- Source passage
Six Days of Toronto

Race details
- Region: Toronto, Canada
- Discipline: Track
- Type: Six-day racing

History
- First edition: 1912
- Editions: 11
- Final edition: 1965
- First winner: Paddy Hehir (AUS) Eddy Root (USA)
- Most wins: William Peden (CAN) (4 wins)
- Final winner: Rik van Steenbergen (BEL) Emile Severeyns (BEL)

= Six Days of Toronto =

Track cycling race

The Toronto Six Days was a six-day track cycling race held in Toronto, Canada.

Its first edition dates back to 1912. It was held until 1965 with long breaks between editions.

William Peden holds the record of victories, winning 4 times.

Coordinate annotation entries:
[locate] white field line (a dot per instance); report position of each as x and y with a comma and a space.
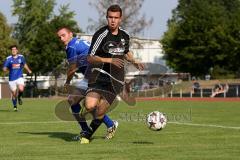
43, 122
177, 123
205, 125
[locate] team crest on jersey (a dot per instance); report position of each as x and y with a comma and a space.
123, 41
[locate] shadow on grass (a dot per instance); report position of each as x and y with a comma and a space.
69, 137
142, 142
6, 110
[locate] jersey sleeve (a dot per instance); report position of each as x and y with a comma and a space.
6, 63
23, 60
97, 41
71, 55
127, 44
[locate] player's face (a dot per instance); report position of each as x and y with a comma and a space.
114, 20
14, 51
65, 35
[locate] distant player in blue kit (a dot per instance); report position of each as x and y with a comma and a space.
15, 64
76, 52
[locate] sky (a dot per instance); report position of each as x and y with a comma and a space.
159, 10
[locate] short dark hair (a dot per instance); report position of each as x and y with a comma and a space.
115, 8
64, 27
13, 46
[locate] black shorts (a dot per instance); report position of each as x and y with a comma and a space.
105, 89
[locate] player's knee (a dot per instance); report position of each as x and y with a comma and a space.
90, 105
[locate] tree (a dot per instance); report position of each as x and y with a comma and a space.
132, 21
5, 38
203, 36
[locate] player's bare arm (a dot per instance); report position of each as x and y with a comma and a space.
70, 72
28, 69
129, 57
115, 61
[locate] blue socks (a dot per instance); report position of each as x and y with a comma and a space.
107, 121
82, 122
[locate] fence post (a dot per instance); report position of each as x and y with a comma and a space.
237, 91
162, 93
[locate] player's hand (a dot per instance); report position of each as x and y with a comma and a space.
66, 87
117, 62
140, 66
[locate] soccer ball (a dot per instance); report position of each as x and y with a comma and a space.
156, 120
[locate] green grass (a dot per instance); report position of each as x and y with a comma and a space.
35, 133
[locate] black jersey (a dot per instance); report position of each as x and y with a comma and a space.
105, 44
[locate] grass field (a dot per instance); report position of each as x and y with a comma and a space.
196, 131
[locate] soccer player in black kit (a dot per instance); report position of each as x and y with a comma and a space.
109, 48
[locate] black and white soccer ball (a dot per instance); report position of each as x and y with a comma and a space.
156, 120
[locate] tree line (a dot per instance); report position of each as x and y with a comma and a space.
203, 37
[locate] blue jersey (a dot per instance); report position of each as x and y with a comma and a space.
77, 51
15, 66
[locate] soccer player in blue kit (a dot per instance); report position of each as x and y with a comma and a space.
76, 52
15, 64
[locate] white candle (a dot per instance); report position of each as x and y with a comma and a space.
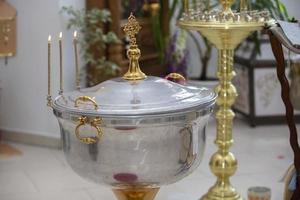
60, 65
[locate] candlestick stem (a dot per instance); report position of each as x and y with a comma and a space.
186, 7
207, 6
242, 6
76, 61
49, 98
201, 6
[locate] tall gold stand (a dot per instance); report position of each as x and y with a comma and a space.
225, 30
143, 193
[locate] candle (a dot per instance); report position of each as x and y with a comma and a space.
60, 65
207, 6
76, 60
242, 5
186, 7
250, 5
49, 71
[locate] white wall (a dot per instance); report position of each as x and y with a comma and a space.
293, 7
23, 80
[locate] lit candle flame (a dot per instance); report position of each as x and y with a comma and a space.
60, 65
76, 60
49, 100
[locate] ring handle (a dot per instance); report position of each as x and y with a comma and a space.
95, 123
85, 99
176, 77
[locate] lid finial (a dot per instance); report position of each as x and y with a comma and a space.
131, 29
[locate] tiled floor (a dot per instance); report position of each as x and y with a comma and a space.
43, 174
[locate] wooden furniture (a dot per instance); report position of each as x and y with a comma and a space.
257, 85
149, 60
278, 39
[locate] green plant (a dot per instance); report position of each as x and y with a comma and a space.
89, 23
203, 46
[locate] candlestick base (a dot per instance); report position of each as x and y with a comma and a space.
136, 193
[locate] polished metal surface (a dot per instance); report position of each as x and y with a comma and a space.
153, 154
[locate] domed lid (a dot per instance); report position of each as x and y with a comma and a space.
119, 97
134, 94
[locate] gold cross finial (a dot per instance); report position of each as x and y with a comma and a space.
132, 28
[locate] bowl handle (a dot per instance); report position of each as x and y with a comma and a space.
85, 99
83, 120
94, 123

- Objectives
1. Using the Six Days of Toronto article, answer the following:
(a) In what year was the first edition held?
(b) Who holds the record for victories, and how many times did he win?
(c) How many editions were held in total?
2. Render this sentence from the Six Days of Toronto article in Spanish: "The Toronto Six Days was a six-day track cycling race held in Toronto, Canada."
3. Print the passage from the Six Days of Toronto article, starting with "The Toronto Six" and going on through "breaks between editions.".

- Answers per task
1.
(a) 1912
(b) William Peden, with 4 wins
(c) 11

2. Los Seis Días de Toronto fueron una carrera de ciclismo en pista de seis días celebrada en Toronto, Canadá.

3.
The Toronto Six Days was a six-day track cycling race held in Toronto, Canada.

Its first edition dates back to 1912. It was held until 1965 with long breaks between editions.